» TRAVAIL À FAIRE:
(A) Recopiez fidèlement le passage de l'extrait sur la tolérance entre étudiants, en commençant aux mots « Ces jeunes filles » et en vous arrêtant après « jugé par personne. ».
(B) Poursuivez l'extrait sur la tolérance entre étudiants à la suite de sa dernière phrase.

» EXTRAIT:
***

Quant aux garçons «barbus», M.T précise «certains d'entre eux sont très tolérants et sociables qui n'ont aucune gêne à se retrouver aux proximités de filles et d'autres s'excuseront si vous leur parliez et s'en iront, tandis qu'une autre marge fera même comme si vous étiez transparente et partira aussitôt vous leur adressiez la parole».
Ces jeunes filles qui aspirent à un avenir brillant comme toute femme moderne et à des relations simples et tolérantes avec tout le monde insistent néanmoins que malgré ces comportements cités ci-dessus, les personnes les accomplissant restent minoritaires et que souvent, ceux ou celles qui sont à leur image ne jugent personne et aspirent à n'être jugé par personne.
Et la tolérance semble quand même exister dans le campus beaucoup plus qu'elle ne l'est dehors. D'ailleurs les groupes mélangés sont plus remarquables que les groupes voilées/non voilées ou barbus/non barbus. M.H, étudiante également en mathématique et non voilée évoque à cet égard ses amitiés diverses et dit avoir des relations avec tout genre d'individus sans que leurs croyances ou apparence ne la dérange. Ainsi, elle a des amies des plus religieuses au plus libérée, mais elle souligne quand même «qu'avant la révolution la société était très ouverte et qu'aujourd'hui elle est trop fermée. On se refuse mutuellement et d'un côté comme d'un autre, certains comportement ne facilitent pas l'acceptation de l'autre».

***

» DONNÉES FOURNIES:

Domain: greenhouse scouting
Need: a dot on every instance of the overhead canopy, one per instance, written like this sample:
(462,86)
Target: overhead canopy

***

» RÉPONSES:
(A)
Ces jeunes filles qui aspirent à un avenir brillant comme toute femme moderne et à des relations simples et tolérantes avec tout le monde insistent néanmoins que malgré ces comportements cités ci-dessus, les personnes les accomplissant restent minoritaires et que souvent, ceux ou celles qui sont à leur image ne jugent personne et aspirent à n'être jugé par personne.

(B)
L'Islam est civisme avant tout
Nous continuons notre «balade au campus» et un couple barbu – voilée passait discutant vivement la question des tracts distribués par Tahrir. Nous l'abordons alors et le jeune étudiant en troisième année mathématique, Aymen Chbil, nous demande d'abord de nous éloigner de la chaussée si l'on voulait s'arrêter et discuter. «L'Islam est civisme avant tout» s'exclame-t-il «et si nous voulons en parler, nous ne devons point gêner les autres!». Un grand sourire se dessine sur son visage quand nous lui demandons pour sa barbe et il dit simplement que «c'est un genre de beauté», tandis que pour la prière, cela fait 9 ans qu'il la fait et qu'il lui arrive souvent de guider la prière. En ce qui concerne la question des tracts distribués, pratique qu'il refuse par ailleurs, il explique «leur but est le califat, or ce ne doit pas être le but dans son sens brut. Commençons d'abord par construire le pays, relevons l'économie, la société, établissons la justice, car c'est un principe fondamental en Islam, puis nous pouvons construire des relations économiques solides avec d'autres pays arabo-musulmans et permettre de profiter les uns des autres des richesses de la région, que ce soit pétrole ou lait, nous aurons ainsi un exemple du «califat» profitant aux musulmans. Notre problème est que nous n'avons jamais voulu tiré de l'Islam ce qui nous aiderait à avancer, comme «les miracles scientifiques» qui existent dans le Coran, nous avons des comportements qui nuisent à notre foi. Je cite ici l'exemple de la réalisatrice du film «ni Dieu, ni maître» et même si elle a dépassé les limites de sa propre liberté, la solution n'a nullement été cette réaction qui a eu lieu et l'attaque du cinéma, mais dans l'argumentation. L'Islam se base sur l'argumentation, la discussion, sans préjuger, sans même s'énerver, et nous n'avons surtout pas le droit de juger l'autre, ni sa foi, ni sa façon de s'habiller. Je compte parmi mes connaissances une jeune fille qui s'habille «très librement», des gens des plus extrémistes ont cessé de prier derrière moi en me voyant debout avec elle, tandis que, je ne me permettrai jamais de la juger, ni sa foi…»
Son amie voilée A.H étudiante à l'ISG et âgée d'une vingtaine d'années a précisé quand nous lui avons demandé si la société tunisienne est tolérante par rapport à son voile «l'Islamophobie a toujours existé dans la société tunisienne et continue à exister…»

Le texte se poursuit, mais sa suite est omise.